Return the complete listing that follows, with each line reproduced exactly.

╭──

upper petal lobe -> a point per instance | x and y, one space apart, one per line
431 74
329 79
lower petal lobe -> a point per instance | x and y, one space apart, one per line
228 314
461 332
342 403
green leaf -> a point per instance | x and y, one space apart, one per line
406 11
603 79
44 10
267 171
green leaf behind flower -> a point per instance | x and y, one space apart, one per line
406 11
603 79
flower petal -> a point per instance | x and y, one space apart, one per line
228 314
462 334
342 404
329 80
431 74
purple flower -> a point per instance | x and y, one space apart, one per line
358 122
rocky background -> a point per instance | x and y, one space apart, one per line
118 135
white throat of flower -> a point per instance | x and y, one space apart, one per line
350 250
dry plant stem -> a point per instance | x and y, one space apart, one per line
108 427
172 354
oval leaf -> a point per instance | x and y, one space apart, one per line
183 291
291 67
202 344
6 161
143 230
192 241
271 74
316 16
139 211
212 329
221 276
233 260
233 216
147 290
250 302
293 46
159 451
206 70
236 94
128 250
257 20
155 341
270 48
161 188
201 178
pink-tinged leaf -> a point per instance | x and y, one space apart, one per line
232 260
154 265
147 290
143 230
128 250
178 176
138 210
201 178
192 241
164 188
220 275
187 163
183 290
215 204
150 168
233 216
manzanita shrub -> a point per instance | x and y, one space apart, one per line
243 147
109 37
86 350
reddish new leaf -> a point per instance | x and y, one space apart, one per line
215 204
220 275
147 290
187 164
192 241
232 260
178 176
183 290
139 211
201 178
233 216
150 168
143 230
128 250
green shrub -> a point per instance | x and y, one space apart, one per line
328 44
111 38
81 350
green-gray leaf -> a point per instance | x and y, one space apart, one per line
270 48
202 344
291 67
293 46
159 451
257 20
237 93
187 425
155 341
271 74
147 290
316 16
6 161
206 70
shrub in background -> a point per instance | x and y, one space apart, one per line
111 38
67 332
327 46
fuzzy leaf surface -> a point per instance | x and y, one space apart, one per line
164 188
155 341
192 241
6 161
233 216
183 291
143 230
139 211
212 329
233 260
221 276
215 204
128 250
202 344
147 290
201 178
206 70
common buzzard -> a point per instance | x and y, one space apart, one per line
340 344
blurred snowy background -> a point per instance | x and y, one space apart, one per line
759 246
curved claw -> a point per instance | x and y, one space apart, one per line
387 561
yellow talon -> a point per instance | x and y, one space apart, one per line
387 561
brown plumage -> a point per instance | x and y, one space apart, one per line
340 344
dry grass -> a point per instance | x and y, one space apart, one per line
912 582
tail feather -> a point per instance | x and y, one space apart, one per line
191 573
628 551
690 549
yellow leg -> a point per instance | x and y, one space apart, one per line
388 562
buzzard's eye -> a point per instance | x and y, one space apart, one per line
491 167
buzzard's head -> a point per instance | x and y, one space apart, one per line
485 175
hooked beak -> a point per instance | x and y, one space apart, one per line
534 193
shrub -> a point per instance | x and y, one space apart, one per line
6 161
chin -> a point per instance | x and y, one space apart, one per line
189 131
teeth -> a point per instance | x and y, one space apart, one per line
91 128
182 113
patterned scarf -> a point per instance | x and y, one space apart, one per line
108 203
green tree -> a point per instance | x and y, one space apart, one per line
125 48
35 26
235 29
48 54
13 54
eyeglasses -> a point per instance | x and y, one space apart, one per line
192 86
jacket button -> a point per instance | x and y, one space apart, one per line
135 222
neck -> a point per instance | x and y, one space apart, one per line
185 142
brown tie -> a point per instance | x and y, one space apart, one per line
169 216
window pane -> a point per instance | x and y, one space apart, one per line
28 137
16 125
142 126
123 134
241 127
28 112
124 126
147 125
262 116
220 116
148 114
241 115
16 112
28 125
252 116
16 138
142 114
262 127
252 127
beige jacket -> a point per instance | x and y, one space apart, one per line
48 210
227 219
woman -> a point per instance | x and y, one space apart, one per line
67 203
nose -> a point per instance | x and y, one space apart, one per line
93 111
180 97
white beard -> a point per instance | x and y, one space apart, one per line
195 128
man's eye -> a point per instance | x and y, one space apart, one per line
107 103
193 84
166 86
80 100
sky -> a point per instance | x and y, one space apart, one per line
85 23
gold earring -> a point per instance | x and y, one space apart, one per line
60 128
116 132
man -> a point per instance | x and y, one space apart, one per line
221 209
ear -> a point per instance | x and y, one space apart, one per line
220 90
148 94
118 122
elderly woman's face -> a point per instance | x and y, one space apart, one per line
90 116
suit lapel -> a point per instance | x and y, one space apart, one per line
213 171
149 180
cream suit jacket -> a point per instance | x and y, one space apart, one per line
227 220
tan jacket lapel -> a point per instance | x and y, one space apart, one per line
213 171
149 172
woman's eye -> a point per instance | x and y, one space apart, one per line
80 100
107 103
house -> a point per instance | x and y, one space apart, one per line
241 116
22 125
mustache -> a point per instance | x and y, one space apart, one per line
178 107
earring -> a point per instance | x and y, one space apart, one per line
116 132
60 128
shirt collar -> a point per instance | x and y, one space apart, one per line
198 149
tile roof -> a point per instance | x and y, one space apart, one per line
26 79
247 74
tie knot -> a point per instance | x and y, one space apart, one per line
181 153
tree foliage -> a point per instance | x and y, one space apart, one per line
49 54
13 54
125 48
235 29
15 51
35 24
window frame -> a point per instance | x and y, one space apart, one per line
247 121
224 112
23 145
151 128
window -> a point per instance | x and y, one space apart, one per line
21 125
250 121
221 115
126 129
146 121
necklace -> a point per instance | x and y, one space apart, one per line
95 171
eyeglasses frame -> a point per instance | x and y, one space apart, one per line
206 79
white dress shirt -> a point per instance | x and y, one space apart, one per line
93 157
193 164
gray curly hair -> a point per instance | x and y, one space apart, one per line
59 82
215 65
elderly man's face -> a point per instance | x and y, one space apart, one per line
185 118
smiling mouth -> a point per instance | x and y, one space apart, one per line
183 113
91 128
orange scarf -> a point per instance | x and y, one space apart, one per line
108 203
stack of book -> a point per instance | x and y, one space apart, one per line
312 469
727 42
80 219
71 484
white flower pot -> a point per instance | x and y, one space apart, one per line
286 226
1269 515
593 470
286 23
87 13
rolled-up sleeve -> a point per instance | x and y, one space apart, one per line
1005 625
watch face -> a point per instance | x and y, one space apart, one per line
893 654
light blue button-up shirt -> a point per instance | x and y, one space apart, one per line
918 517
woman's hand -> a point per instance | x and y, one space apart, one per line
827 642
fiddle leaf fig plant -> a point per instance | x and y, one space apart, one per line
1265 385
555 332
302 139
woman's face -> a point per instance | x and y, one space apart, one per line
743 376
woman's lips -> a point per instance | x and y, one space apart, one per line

╰──

_The answer_
upper petal lobe -> a point per instance | x and y, one space apart, one per line
431 74
329 79
lower petal lobe -> a point per instance | x and y, one space apart, one per line
228 314
461 332
342 403
green leaf -> a point per instance | x and y, one space apart, one per line
406 11
603 79
44 10
267 171
green leaf behind flower -> a point per instance | x and y, one space apart, one per line
406 11
603 79
flower petal -> a point per instance | x and y, one space apart, one per line
228 314
462 334
342 404
329 80
431 74
purple flower -> a point per instance | x and y, one space apart, one per line
358 122
rocky background -> a point per instance | x and y, one space apart, one per line
118 135
white throat of flower -> a point per instance | x and y, one space apart, one per line
350 250
dry plant stem -> a point per instance | x and y, one space apart, one per line
108 427
172 354
oval leaf -> a point per instance | x and y, one space apart, one per line
183 291
291 67
202 344
6 161
143 230
192 241
271 74
316 16
139 211
212 329
221 276
233 260
233 216
147 290
250 302
293 46
159 451
206 70
236 94
128 250
257 20
155 341
270 48
161 188
201 178
pink-tinged leaf -> a point per instance | x and y, one space apart, one per line
232 260
154 265
147 290
143 230
128 250
178 176
138 210
201 178
192 241
164 188
220 275
187 163
183 290
215 204
150 168
233 216
manzanita shrub -> a point per instance | x and y, one space apart, one per line
243 147
109 37
86 350
reddish new leaf -> a point per instance | x and y, one space apart, one per line
215 204
220 275
147 290
187 164
192 241
232 260
178 176
183 290
139 211
201 178
233 216
150 168
143 230
128 250
green shrub -> a point per instance | x and y, one space apart, one per line
328 44
111 38
81 350
green-gray leaf -> a point per instance | x and y, one space apart, one per line
270 48
202 344
291 67
293 46
159 451
257 20
237 93
187 425
155 341
271 74
147 290
316 16
6 161
206 70
shrub in background -> a point per instance | x and y, one space apart, one per line
111 38
67 332
327 46
fuzzy leaf surface -> a point per instance | x and y, one space apart, one per line
164 188
155 341
192 241
6 161
233 216
183 291
143 230
139 211
212 329
233 260
221 276
215 204
128 250
202 344
147 290
201 178
206 70
common buzzard -> a point per instance | x and y, one space apart, one per line
340 344
blurred snowy background -> a point per instance | x and y, one space apart, one per line
759 246
curved claw -> a point per instance | x and y, one space apart, one per line
387 561
yellow talon -> a point per instance | x and y, one space apart, one per line
387 561
brown plumage -> a point per instance | x and y, one space apart, one per line
340 344
dry grass -> a point per instance | x and y, one space apart, one per line
912 582
tail feather -> a point per instance | x and y, one space apart, one per line
191 573
628 551
690 549
yellow leg -> a point per instance | x and y, one space apart, one per line
388 562
buzzard's eye -> a point per instance | x and y, one space apart, one per line
491 167
buzzard's head -> a point per instance | x and y, one space apart, one per line
485 175
hooked beak -> a point per instance | x and y, one space apart, one per line
534 193
shrub -> a point per instance | x and y, one space apart, one per line
6 161
chin -> a point per instance | x and y, one space apart, one per line
189 131
teeth -> a point per instance | x and y, one space apart, one per line
91 128
182 113
patterned scarf -> a point per instance | x and y, one space apart, one per line
108 203
green tree -> a point per instance | x and y, one space apart, one per line
125 48
35 26
235 29
48 54
13 54
eyeglasses -> a point per instance | x and y, one space apart, one per line
192 86
jacket button -> a point per instance | x and y, one space apart, one per line
135 222
neck -> a point per instance | x and y, one space apart, one per line
185 142
brown tie -> a point per instance | x and y, one space apart, one per line
169 216
window pane -> a point per instance | x and y, one space apart, one per line
28 137
16 125
142 126
123 134
241 127
28 112
124 126
147 125
262 116
220 116
148 114
241 115
16 112
28 125
252 116
16 138
142 114
262 127
252 127
beige jacket -> a point per instance | x and y, one space apart, one per line
48 210
227 219
woman -> a point per instance | x and y, one space apart, one per line
67 203
nose -> a point per instance | x and y, one space apart, one per line
93 111
180 97
white beard -> a point per instance | x and y, one space apart, one per line
195 128
man's eye -> a point per instance | x and y, one space apart, one per line
107 103
193 84
166 86
80 100
sky -> a point per instance | x and y, one space apart, one per line
85 23
gold earring -> a point per instance | x and y, one space apart, one per line
60 128
116 132
man -> a point per instance | x and y, one space apart, one per line
221 209
ear -> a point per instance | x and y, one space apart, one per line
220 90
148 94
118 122
elderly woman's face -> a point per instance | x and y, one space apart, one per line
90 116
suit lapel -> a point per instance | x and y, one space apart, one per line
213 171
149 180
cream suit jacket -> a point per instance | x and y, one space apart, one per line
227 220
tan jacket lapel -> a point per instance | x and y, one space apart, one per line
213 171
149 172
woman's eye -> a point per instance | x and y, one space apart, one per line
80 100
107 103
house -> a point per instance | x and y, one space apart, one per line
241 116
22 125
mustache -> a point per instance | x and y, one space apart, one per line
178 107
earring -> a point per instance | x and y, one space apart, one per line
116 132
60 128
shirt collar -> a point per instance | x and y, one space apart, one per line
198 149
tile roof -> a point per instance | x and y, one space apart, one per line
26 79
247 74
tie knot -> a point per instance | x and y, one space apart, one per line
181 153
tree foliage -> a point per instance | x and y, one space apart, one per line
49 54
13 54
125 48
235 29
15 51
35 24
window frame -> a point per instance | x and y, one space apart, one per line
247 121
224 112
23 145
151 128
window -> a point per instance | x and y, one space apart, one per line
21 125
250 121
221 115
126 129
146 121
necklace -> a point per instance | x and y, one space apart, one per line
95 171
eyeglasses frame -> a point per instance | x and y, one space apart, one per line
206 79
white dress shirt -> a point per instance | x and y, one space apart, one per line
93 157
193 164
gray curly hair -> a point per instance | x and y, one space apart, one per line
59 82
215 65
elderly man's face -> a point per instance | x and y, one space apart, one per line
185 118
smiling mouth -> a point per instance | x and y, one space apart, one per line
183 113
91 128
orange scarf -> a point per instance | x and y, one space apart, one per line
108 203
stack of book -> a point per instance | x and y, one space apart, one per line
312 469
727 42
80 219
71 484
white flower pot -> a point per instance | x and y, one space apart, one per line
286 226
1269 515
593 470
286 23
87 13
rolled-up sleeve -> a point per instance | x and y, one space apart, one per line
1005 625
watch face -> a point per instance | x and y, one space apart, one per line
893 654
light blue button-up shirt -> a point per instance | x and y, one space apart, one per line
918 517
woman's hand -> a point per instance | x and y, one space apart, one per line
827 642
fiddle leaf fig plant -> a point per instance | x and y, one space apart, one per line
1265 385
555 332
302 139
woman's face -> a point per instance | x and y, one space apart, one per line
743 376
woman's lips -> a point per instance | x and y, one space apart, one per line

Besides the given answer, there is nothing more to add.